**任务设定:**
逐字照录下方全部条目，答案中略去图片。
─── 输入条目
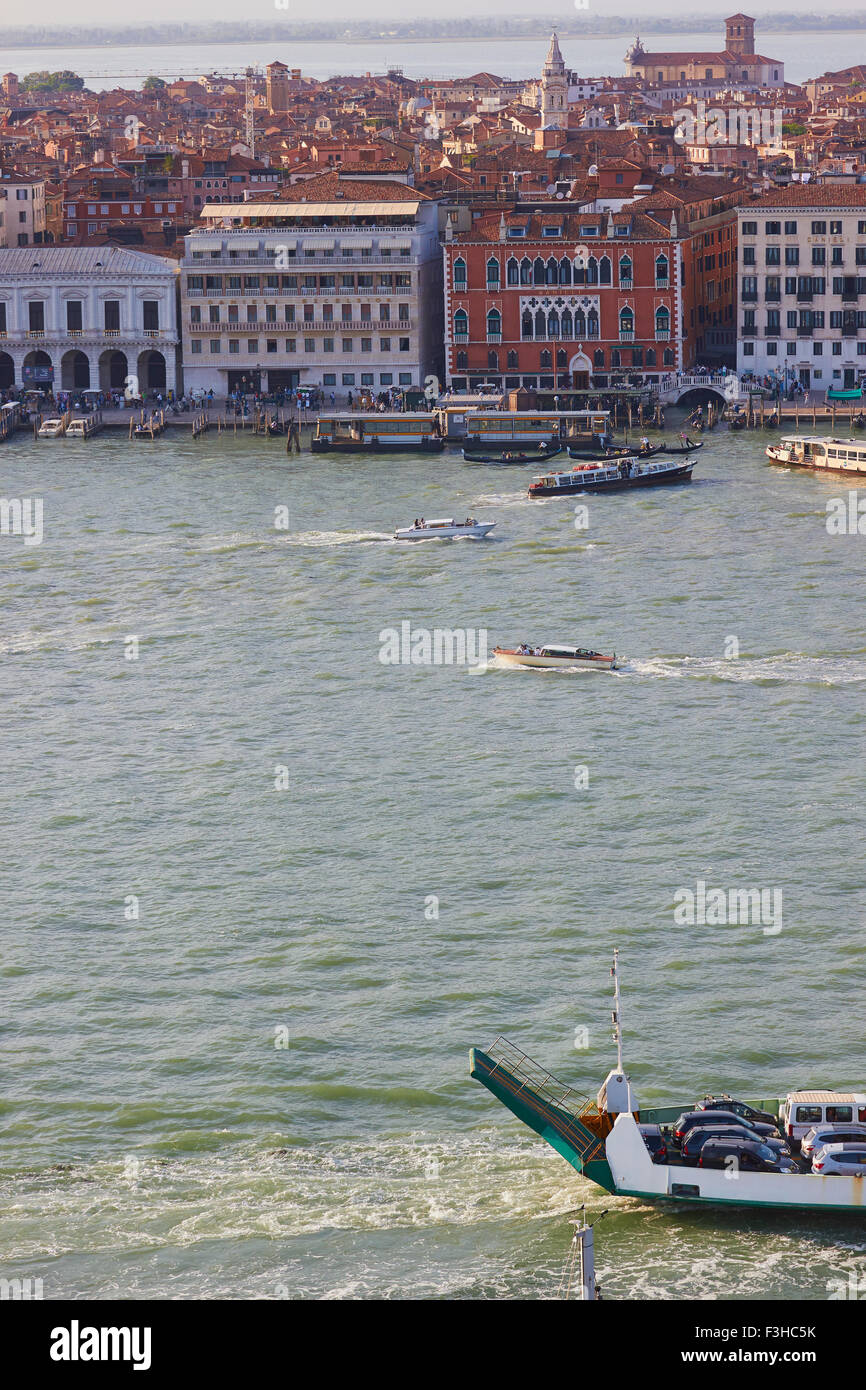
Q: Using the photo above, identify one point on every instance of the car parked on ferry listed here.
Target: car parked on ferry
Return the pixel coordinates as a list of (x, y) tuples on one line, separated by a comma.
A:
[(749, 1154), (698, 1136), (697, 1118), (840, 1159), (823, 1134), (727, 1102)]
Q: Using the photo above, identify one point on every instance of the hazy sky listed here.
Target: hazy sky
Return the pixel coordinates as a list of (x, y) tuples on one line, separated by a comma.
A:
[(109, 11)]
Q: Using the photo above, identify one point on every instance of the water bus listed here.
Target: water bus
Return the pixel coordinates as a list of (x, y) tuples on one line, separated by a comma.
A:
[(819, 453), (445, 530), (631, 1151), (555, 658), (612, 476), (378, 432)]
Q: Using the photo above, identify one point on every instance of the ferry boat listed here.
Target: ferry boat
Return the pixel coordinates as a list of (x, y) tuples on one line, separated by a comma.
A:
[(820, 453), (608, 1139), (445, 530), (555, 658), (50, 428), (377, 432), (612, 476)]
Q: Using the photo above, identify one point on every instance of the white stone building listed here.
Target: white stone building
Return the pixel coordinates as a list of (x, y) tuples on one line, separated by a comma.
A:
[(337, 284), (802, 285), (75, 317)]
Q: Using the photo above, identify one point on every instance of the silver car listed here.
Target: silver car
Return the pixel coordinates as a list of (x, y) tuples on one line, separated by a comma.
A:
[(845, 1159), (838, 1133)]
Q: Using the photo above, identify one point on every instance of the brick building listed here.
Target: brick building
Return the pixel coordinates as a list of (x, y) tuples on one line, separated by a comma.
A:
[(560, 295)]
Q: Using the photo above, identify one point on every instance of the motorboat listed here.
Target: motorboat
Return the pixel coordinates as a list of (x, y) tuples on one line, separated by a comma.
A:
[(445, 528), (555, 658)]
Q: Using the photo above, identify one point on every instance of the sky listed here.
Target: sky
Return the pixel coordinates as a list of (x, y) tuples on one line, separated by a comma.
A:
[(109, 11)]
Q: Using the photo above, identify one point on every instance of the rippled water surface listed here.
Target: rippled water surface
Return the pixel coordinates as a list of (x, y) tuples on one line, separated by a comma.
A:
[(156, 1137)]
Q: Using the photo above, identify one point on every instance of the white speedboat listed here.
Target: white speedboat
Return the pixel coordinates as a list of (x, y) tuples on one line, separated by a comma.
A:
[(555, 658), (50, 428), (445, 528)]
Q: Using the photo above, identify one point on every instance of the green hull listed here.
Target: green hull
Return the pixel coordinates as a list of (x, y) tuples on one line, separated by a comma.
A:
[(563, 1132)]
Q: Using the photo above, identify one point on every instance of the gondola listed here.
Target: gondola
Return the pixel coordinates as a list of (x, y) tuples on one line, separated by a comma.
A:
[(513, 456)]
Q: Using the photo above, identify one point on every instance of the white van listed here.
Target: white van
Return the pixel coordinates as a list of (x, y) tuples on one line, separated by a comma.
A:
[(802, 1111)]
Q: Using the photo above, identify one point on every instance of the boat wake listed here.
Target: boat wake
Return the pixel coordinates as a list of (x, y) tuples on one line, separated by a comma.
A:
[(783, 669)]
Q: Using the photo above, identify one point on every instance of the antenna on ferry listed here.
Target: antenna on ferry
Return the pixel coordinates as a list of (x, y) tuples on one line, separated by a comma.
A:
[(616, 1018)]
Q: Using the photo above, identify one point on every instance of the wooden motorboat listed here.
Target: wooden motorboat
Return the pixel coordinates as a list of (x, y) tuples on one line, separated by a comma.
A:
[(555, 658)]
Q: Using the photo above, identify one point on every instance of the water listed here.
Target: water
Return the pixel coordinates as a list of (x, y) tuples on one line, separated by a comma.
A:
[(109, 66), (154, 1140)]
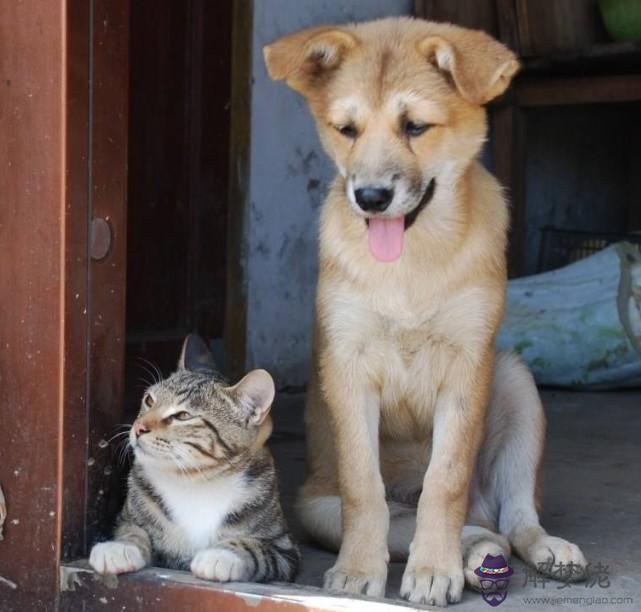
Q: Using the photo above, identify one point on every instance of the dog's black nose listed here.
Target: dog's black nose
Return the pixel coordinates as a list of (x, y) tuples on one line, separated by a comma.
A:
[(373, 198)]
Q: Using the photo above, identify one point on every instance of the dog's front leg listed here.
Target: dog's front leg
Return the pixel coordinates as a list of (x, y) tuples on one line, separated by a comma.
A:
[(361, 566), (434, 572)]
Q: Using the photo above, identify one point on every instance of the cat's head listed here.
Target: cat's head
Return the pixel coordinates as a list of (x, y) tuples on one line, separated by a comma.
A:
[(193, 421)]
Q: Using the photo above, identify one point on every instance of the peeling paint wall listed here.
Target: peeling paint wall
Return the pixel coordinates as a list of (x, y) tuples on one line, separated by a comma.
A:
[(289, 174)]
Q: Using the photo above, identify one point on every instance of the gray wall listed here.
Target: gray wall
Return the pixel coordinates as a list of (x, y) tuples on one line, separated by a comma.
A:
[(289, 173)]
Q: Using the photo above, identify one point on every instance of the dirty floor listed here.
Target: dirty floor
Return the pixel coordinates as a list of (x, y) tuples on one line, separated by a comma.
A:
[(592, 496)]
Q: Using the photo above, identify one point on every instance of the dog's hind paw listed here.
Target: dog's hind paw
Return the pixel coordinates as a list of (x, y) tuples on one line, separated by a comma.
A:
[(428, 586), (356, 582), (557, 558)]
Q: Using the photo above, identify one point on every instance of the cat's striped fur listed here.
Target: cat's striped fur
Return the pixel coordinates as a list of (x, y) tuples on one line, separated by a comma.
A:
[(203, 493)]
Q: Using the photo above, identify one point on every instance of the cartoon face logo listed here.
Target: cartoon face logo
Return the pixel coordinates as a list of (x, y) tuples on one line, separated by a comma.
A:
[(494, 577)]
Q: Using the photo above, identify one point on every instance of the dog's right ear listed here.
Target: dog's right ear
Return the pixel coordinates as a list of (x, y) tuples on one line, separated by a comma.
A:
[(305, 59)]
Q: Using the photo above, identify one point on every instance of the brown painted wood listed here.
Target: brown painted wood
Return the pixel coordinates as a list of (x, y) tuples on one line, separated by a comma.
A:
[(32, 191), (605, 89), (107, 277), (236, 295)]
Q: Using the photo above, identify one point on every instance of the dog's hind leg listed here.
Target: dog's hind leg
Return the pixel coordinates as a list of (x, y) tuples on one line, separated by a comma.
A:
[(510, 459)]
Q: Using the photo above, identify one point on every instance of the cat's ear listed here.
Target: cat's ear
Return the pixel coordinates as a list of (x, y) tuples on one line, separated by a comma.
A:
[(255, 393), (195, 355)]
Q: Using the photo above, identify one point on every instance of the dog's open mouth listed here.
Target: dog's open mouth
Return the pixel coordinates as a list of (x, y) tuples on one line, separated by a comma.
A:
[(385, 234)]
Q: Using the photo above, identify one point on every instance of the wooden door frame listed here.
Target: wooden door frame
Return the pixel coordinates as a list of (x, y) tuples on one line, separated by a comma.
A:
──────
**作答:**
Q: Using the photo above, identify one point on every instance of the car parked on ferry listed here.
Target: car parked on ferry
Return the pixel coordinates as a list of (x, y) tuples on one line, separated by a comma.
A:
[(749, 1154), (698, 1136), (697, 1118), (840, 1159), (823, 1134), (727, 1102)]
Q: Using the photo above, identify one point on every instance of the hazy sky listed here.
Target: hazy sky
Return the pixel coordinates as a list of (x, y) tuples on one line, separated by a comma.
A:
[(109, 11)]
Q: Using the photo above, identify one point on every instance of the water bus listed here.
Target: water bus
Return the pixel coordinates as a list of (x, y) tuples on one line, separated by a comma.
A:
[(819, 453), (445, 530), (631, 1151), (555, 658), (612, 476), (378, 432)]
Q: Using the photo above, identify one point on every instance of the ferry boat listed here.
Target: ferry boat
Return the pixel coordinates as a list of (x, y) tuples on one line, separated by a comma.
A:
[(820, 453), (608, 1139), (445, 530), (555, 658), (50, 428), (377, 432), (612, 476)]
Q: Using the photo above, identify one point on every instance of the white stone building listed here.
Target: white stone building
Return the pixel coordinates as a list of (x, y) tuples on one line, separated by a comma.
A:
[(337, 284), (802, 285), (75, 317)]
Q: Using the photo above, identify one point on every instance of the silver car listed here.
Target: silver car
Return the pixel coordinates as a list of (x, y) tuples on one line, separated by a comma.
A:
[(845, 1159), (838, 1133)]
Q: Using the photo above, identify one point on every instance of the brick building listed here.
Target: brick building
Return the pixel coordinates as a list of (x, y) tuples on one line, separated by a comma.
A:
[(560, 295)]
Q: Using the photo above, identify one point on every instance of the motorboat listed here.
Target: motorboat
Return the pixel coordinates as a list of (x, y) tuples on one line, separated by a comma.
A:
[(445, 528), (555, 658)]
Q: Using the photo above, identify one point on every instance of the sky listed here.
Target: sky
Return the pixel coordinates as a list of (x, y) tuples on one line, separated by a comma.
A:
[(109, 11)]
Q: Using the photo above, identify one point on every instance of the rippled water surface listed here.
Target: rippled water surface
Return the pixel coordinates as a list of (x, y) tuples on one line, separated by a comma.
A:
[(156, 1137)]
Q: Using the photo above, identify one point on every instance of the white speedboat listed here.
Target: white speedboat
Return the pixel coordinates as a list of (x, y) tuples on one line, separated by a comma.
A:
[(555, 658), (50, 428), (445, 528)]
Q: Using the photo above, identify one point on every instance of the green hull listed here.
Target: green hull
Return the pixel coordinates as a list of (x, y) tuples on one line, separated by a comma.
A:
[(563, 1132)]
Q: Using the photo above, identify one point on every instance of the gondola listed here.
Target: gondola
Return the pixel coordinates as a list of (x, y) tuples on one line, separated by a comma.
A:
[(513, 456)]
Q: Using the photo above, identify one point on every instance of the white van listed here.
Target: white van
Return the pixel coordinates as a list of (x, y) tuples on one line, separated by a comma.
A:
[(802, 1111)]
Q: Using the photo above, identify one point on every instance of the boat wake listed here.
Target: boat wake
Return the pixel coordinates as a list of (x, y) tuples on one line, separated by a comma.
A:
[(783, 669)]
Q: Using the photo above, identify one point on every instance of the antenna on ferry listed here.
Target: antenna on ferry
Return the pixel coordinates as a list of (x, y) tuples on one line, separated by a comma.
A:
[(616, 1018)]
Q: Using the photo above, identify one point on every instance of the wooden motorboat listed here.
Target: wooden motorboat
Return the pixel coordinates as a list of (x, y) tuples on one line, separated by a comma.
A:
[(555, 658)]
Q: Using the photo above, identify one point on every instance of the water listed here.
Target: water
Return the pixel coordinates as a list of (x, y) tuples on one line, separated by a comma.
A:
[(109, 66), (154, 1140)]
Q: Using the photo above, identify one point on every instance of the dog's black nose listed here.
Target: dog's black nose
Return the pixel coordinates as a list of (x, y) tuples on one line, separated by a comma.
A:
[(373, 198)]
Q: Using the photo above, identify one point on every instance of the dog's front leg listed here.
Target: dog's front leg
Return the pixel coordinates as a list of (x, y) tuples on one line, separated by a comma.
A:
[(361, 566), (434, 572)]
Q: Using the photo above, identify one point on every instance of the cat's head listed here.
Target: cat's head
Return the pixel coordinates as a list of (x, y) tuples on one line, separated by a comma.
A:
[(193, 421)]
Q: Using the photo above, identify one point on every instance of the peeling paint wall listed here.
Target: peeling paint wall
Return the pixel coordinates as a list of (x, y) tuples on one line, separated by a comma.
A:
[(289, 174)]
Q: Using the photo above, identify one point on every instance of the gray wall listed here.
Target: gray wall
Return the pixel coordinates as a list of (x, y) tuples on one line, separated by a comma.
A:
[(289, 173)]
Q: Using the photo above, identify one point on every instance of the dirty floor listed here.
Target: dirty floor
Return the pixel coordinates as a list of (x, y) tuples on one line, separated by a comma.
A:
[(592, 496)]
Q: Using the photo above, identify one point on every instance of the dog's hind paw listed here.
Target: dog's hind paw
Return the pixel coordinates as a list of (x, y) tuples on one line, separated by a comma.
A:
[(428, 586), (356, 582), (557, 558)]
Q: Using the photo above, identify one point on every instance of the cat's striped fur listed here.
Target: cat's striped fur
Return the pixel coordinates as a list of (x, y) tuples on one line, separated by a comma.
A:
[(203, 493)]
Q: Using the photo above, identify one point on every instance of the cartoon face logo listed here.
Target: cartoon face logo
Return the pixel coordinates as a list of (x, y) tuples on one line, separated by a comma.
A:
[(494, 577)]
Q: Using the photo above, identify one point on every instance of the dog's right ear listed here.
Target: dog's right ear
Return the pixel coordinates as a list of (x, y) tuples on one line, separated by a comma.
A:
[(305, 59)]
Q: Using the photo above, identify one point on every instance of the brown painted wood listed here.
Target: brown painted wood
Return the pixel coordinates as a list of (x, y) tuples on one line, separated by a comma.
A:
[(32, 191), (605, 89), (107, 277), (236, 295)]
Q: Using the photo above, identify one point on every instance of the dog's hind leg listed here.
Target: dog's hind leg
Return the pixel coordinates as a list of (x, y) tuples on one line, separated by a comma.
A:
[(510, 459)]
Q: Using the photo above, identify one point on every instance of the cat's ear listed here.
Target: cat's ear
Return the pixel coordinates as a list of (x, y) tuples on one line, separated by a comma.
A:
[(255, 393), (195, 355)]
Q: Using the photo above, identify one point on every instance of the dog's open mouth listed here.
Target: dog's open mouth
Return the pixel coordinates as a list of (x, y) tuples on one line, separated by a comma.
A:
[(385, 234)]
Q: Using the photo above, identify one point on every instance of the wooden door frame listed here.
Target: wooden door frame
Return the pixel coordinates as a list of (x, y) tuples on one line, separated by a comma.
A:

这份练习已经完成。